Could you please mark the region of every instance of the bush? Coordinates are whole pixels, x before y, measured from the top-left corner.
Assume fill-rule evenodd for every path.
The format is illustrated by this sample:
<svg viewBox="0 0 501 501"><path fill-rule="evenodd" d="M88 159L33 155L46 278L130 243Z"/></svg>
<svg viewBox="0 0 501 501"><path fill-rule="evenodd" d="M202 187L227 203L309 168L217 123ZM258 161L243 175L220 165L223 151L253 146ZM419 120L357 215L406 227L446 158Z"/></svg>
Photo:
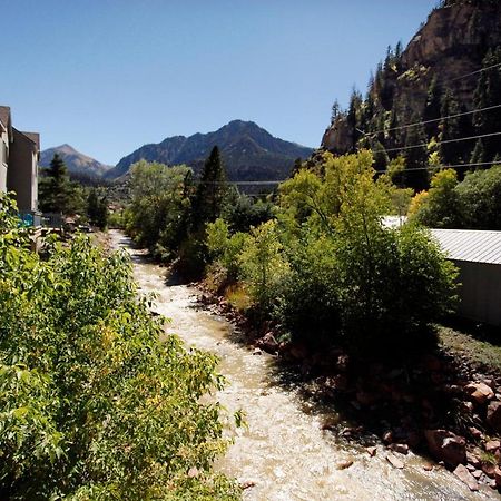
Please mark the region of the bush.
<svg viewBox="0 0 501 501"><path fill-rule="evenodd" d="M0 497L238 498L214 355L165 337L125 253L79 236L47 259L0 199ZM190 474L188 474L190 472Z"/></svg>

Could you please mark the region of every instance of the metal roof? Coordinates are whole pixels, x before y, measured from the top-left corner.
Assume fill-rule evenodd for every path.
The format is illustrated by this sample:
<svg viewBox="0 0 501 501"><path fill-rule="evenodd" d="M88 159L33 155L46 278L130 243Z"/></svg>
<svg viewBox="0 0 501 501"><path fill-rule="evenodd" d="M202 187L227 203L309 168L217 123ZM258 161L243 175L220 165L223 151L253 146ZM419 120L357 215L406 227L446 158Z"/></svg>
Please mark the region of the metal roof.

------------------------

§ **Brief**:
Retype the entries starting at the beginning and ending at the line containing "497L238 498L214 355L165", including both ends, and leave the pictures out of your answer.

§ **Result**:
Could you please mark the region of every instance of the bush? Coordinates are whole pixels, x before y, measured from the top-left corner.
Assume fill-rule evenodd for every path.
The format is illustrated by this sample:
<svg viewBox="0 0 501 501"><path fill-rule="evenodd" d="M88 159L33 155L46 278L130 243Z"/></svg>
<svg viewBox="0 0 501 501"><path fill-rule="evenodd" d="M202 187L227 203L309 168L217 123ZM258 161L243 175L220 165L223 151L253 146ZM419 120L357 215L406 227L446 158Z"/></svg>
Photo:
Please mark the region of the bush.
<svg viewBox="0 0 501 501"><path fill-rule="evenodd" d="M0 497L238 498L214 355L165 337L125 253L79 236L47 259L0 199ZM190 474L188 474L190 472Z"/></svg>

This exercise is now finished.